The records below are to be copied word for word, with every picture left out.

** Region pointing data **
═══
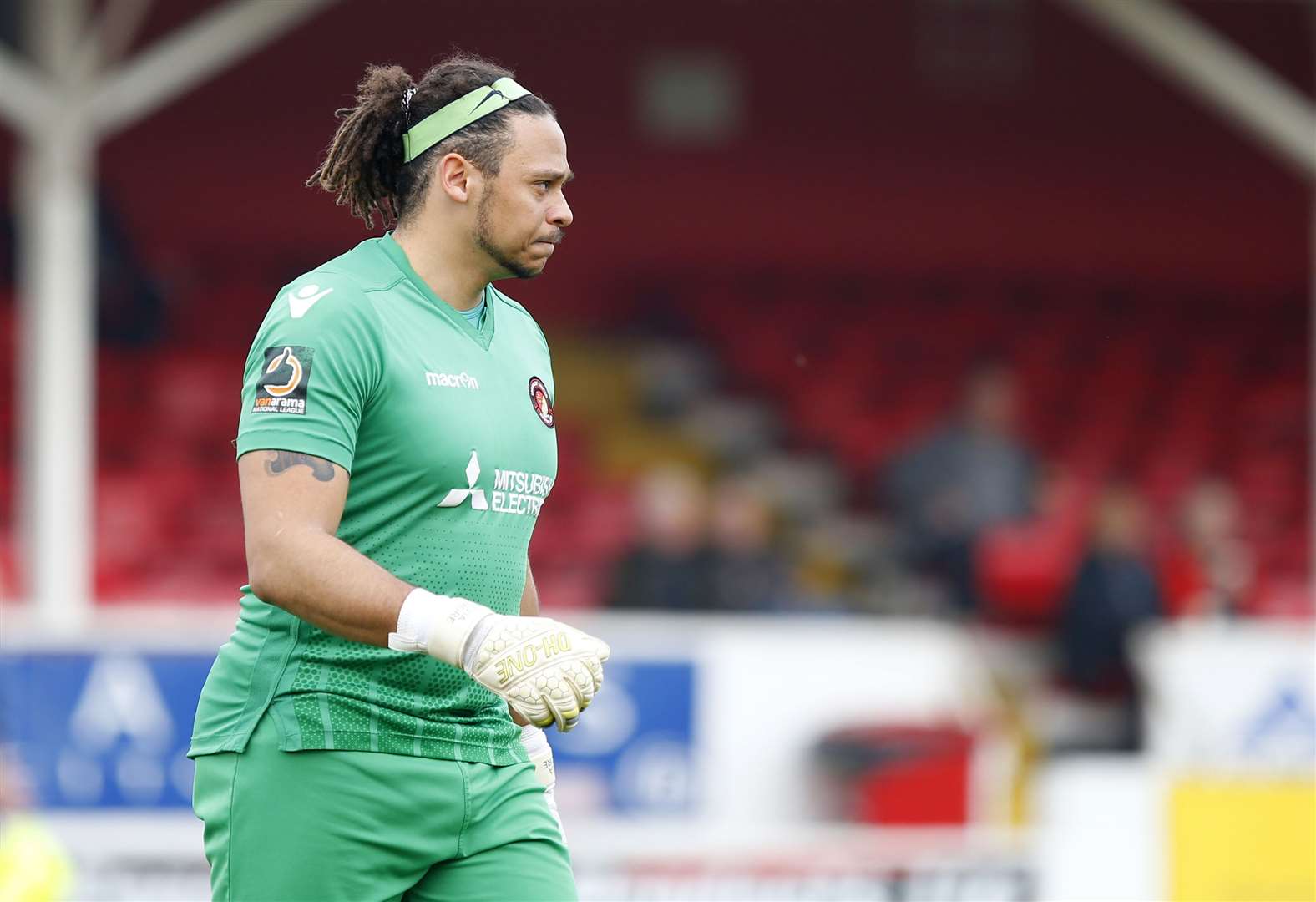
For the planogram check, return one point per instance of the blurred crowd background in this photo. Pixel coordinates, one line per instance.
(940, 310)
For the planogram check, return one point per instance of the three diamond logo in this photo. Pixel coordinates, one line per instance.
(457, 497)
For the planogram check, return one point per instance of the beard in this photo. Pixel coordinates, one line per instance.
(484, 241)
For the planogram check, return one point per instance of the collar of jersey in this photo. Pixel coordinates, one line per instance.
(483, 337)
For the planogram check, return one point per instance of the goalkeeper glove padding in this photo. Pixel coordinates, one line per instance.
(546, 671)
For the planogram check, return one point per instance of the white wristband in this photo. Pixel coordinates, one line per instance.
(438, 625)
(534, 739)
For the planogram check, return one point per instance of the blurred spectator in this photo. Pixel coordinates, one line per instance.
(670, 565)
(1112, 594)
(1211, 569)
(971, 474)
(747, 569)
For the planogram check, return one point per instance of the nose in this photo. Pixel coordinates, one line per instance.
(561, 214)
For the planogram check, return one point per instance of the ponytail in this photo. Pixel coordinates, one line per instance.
(366, 153)
(363, 168)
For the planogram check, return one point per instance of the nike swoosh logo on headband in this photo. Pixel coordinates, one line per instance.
(493, 91)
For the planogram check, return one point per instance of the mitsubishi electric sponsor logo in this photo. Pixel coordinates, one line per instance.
(452, 379)
(457, 497)
(515, 491)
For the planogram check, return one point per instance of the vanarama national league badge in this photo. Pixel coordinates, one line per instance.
(539, 401)
(283, 383)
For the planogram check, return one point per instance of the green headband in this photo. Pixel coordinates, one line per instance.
(457, 114)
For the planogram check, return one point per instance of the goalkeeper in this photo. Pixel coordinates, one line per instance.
(357, 737)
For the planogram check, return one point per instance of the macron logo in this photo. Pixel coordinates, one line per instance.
(304, 299)
(452, 379)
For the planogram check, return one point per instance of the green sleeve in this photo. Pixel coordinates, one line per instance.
(310, 377)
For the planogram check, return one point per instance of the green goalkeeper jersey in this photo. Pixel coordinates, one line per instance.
(448, 433)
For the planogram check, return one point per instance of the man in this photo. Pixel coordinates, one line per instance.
(971, 474)
(397, 444)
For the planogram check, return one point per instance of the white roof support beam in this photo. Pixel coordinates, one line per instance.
(1226, 78)
(62, 104)
(24, 96)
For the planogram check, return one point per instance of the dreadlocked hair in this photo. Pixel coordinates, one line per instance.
(363, 168)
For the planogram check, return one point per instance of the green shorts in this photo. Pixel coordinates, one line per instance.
(372, 826)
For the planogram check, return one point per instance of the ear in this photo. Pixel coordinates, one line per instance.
(457, 177)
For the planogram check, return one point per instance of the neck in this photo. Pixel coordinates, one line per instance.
(450, 271)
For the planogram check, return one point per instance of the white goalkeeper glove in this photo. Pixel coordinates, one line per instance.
(546, 671)
(541, 756)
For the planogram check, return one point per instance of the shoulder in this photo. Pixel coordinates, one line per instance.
(338, 291)
(518, 314)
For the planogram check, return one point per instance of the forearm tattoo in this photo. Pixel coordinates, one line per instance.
(278, 463)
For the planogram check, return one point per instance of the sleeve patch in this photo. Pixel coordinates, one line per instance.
(283, 383)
═══
** Exercise solution **
For the planogram check, return one point per instance of the blurred crowd background in this photo. Pixel coordinates, one line per instance.
(940, 310)
For the planogram check, return one point per instance of the three diamond logo in this photo. Pixel coordinates, one line per instance.
(457, 497)
For the planogram check, return one point per instance of the beard in this photo. Pixel coordinates, one line per instance.
(484, 241)
For the planogram check, return one point per instance of the collar of jersey in this photo. Pixel coordinates, one line per instance.
(483, 337)
For the planogram check, return one point per instance of the goalkeeper glove padding in this photo. Pixel coordinates, one line per instance.
(546, 671)
For the planogram check, return one point per instance of the white wristband in this photo. Pixel coordinates, one line per instance.
(438, 625)
(534, 739)
For the planogram check, return one point per instance of the blurred spectator in this photo. Pixel coordinates, one line per instance.
(670, 565)
(1112, 594)
(1211, 569)
(971, 474)
(747, 569)
For the planogram check, return one point per instance of the nose in this photo. Pixel coordinates, one line per instance.
(561, 214)
For the planogram check, return one point per instance of the ponytail in this photo. Pixel coordinates, one line per instance.
(366, 153)
(363, 168)
For the planogram check, return one point per instance of the nike swoosh logo on headband in this photo. Pixel coordinates, one line per instance.
(493, 91)
For the planogram check, return one point per instance of the mitsubishi electric sponsor logo in this photo. Pixel coordinates, one line per instance.
(452, 379)
(457, 497)
(515, 491)
For the planogram check, return one point per instance of the vanarama national league badge in this photo. Pixel coordinates, one line per instance.
(539, 401)
(283, 383)
For the planogram check, return one point per instance of the green headband in this photo. Pixel coordinates, one line per instance.
(457, 114)
For the planogram check, return one point per instance of the goalkeeper in this photo. Pixel coordinates, one line per instance.
(357, 737)
For the planogram check, return one point per instance of the macron logo in this photo. Pixel coordinates, one line per instance.
(304, 299)
(452, 379)
For the planogram check, return one point per instance of the green sleeve in this photo. Pixel coordinates, one line per instance.
(310, 377)
For the planogram check, return one point per instance of the green goalkeeper jersey in this photo. Pixel coordinates, one line per instance.
(448, 433)
For the planogram check, return one point per instance of the man in this photo. Pixel coordinates, one line per instance.
(971, 474)
(397, 444)
For the planogram check, return one point per instance of the white roof support beam in this photo. Pixel coordinates, one line per instance.
(1226, 78)
(62, 104)
(24, 96)
For the planogram check, return one point per instance of the dreadlocked hair in this photo. Pixel coordinates, one line per instance.
(363, 168)
For the planogram check, return one point per instance of the green shorts in this photo. Pixel coordinates, one line per instance.
(372, 826)
For the planogram check, return one point per instance of the ear in this photo. Pixel coordinates, one line per instance.
(457, 177)
For the planogram check, return one point per instance of the neck in this photo. Pixel coordinates, one line per instance.
(450, 271)
For the planogram check, return one point per instance of the white goalkeeper glove in this photo. Pixel coordinates, one line per instance.
(546, 671)
(541, 756)
For the planogram check, return one point per instance of the shoulder in this photo. Pixel coordinates, one line per instance.
(338, 291)
(518, 314)
For the planogram check, return one point per instance of the forearm tattoo in this photo. Pixel coordinates, one line per instance.
(278, 463)
For the planogram check, return one point per instance of the sleeve patch in this photo. Pixel coordinates, one line per instance.
(283, 383)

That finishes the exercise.